LISTING
_____
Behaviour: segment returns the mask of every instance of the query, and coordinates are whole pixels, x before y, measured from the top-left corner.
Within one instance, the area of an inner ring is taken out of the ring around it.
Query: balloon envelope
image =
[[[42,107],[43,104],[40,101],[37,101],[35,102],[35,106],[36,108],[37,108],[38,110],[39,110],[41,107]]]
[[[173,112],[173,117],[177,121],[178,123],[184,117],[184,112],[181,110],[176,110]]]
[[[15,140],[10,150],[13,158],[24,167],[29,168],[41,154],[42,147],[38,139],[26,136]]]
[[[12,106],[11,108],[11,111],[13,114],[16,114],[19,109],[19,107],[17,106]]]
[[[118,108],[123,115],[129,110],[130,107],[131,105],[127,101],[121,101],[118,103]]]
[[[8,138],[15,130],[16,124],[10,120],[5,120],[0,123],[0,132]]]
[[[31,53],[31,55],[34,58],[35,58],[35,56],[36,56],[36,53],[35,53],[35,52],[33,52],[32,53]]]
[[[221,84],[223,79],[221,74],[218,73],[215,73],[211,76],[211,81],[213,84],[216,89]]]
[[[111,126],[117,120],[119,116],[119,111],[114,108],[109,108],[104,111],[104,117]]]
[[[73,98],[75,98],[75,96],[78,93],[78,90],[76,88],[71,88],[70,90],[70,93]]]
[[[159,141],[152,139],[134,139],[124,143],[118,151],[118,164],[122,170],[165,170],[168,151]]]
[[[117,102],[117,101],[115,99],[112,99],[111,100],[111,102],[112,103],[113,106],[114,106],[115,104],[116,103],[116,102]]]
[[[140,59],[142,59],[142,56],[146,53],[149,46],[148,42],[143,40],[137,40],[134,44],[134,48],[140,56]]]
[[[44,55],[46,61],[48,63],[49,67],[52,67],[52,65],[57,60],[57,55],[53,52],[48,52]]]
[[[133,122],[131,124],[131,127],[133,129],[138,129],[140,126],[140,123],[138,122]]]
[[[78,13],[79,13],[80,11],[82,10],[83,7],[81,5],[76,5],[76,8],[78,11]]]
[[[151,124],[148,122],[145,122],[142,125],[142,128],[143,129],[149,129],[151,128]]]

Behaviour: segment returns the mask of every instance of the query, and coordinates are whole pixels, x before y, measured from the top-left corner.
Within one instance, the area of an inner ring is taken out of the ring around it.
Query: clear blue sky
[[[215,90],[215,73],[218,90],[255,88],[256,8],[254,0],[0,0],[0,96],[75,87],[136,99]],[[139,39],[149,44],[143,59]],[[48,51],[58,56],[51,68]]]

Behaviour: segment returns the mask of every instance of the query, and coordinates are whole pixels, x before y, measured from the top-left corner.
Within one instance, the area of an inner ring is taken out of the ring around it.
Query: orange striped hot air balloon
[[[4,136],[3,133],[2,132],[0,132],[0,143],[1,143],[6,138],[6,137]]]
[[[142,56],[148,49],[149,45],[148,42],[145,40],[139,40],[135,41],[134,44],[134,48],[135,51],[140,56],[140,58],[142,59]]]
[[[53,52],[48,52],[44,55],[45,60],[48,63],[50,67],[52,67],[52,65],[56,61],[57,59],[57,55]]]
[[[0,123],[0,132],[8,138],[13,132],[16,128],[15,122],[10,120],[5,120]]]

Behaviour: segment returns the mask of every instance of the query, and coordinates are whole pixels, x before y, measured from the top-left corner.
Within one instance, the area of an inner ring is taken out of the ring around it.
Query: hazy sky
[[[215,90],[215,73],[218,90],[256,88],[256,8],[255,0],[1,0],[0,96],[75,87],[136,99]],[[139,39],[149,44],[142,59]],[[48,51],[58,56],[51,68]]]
_____
OBJECTIVE
List each line of the data above that contains the word "balloon", and copy every such line in full.

RESULT OF THIS EXERCISE
Query: balloon envelope
Query: orange striped hot air balloon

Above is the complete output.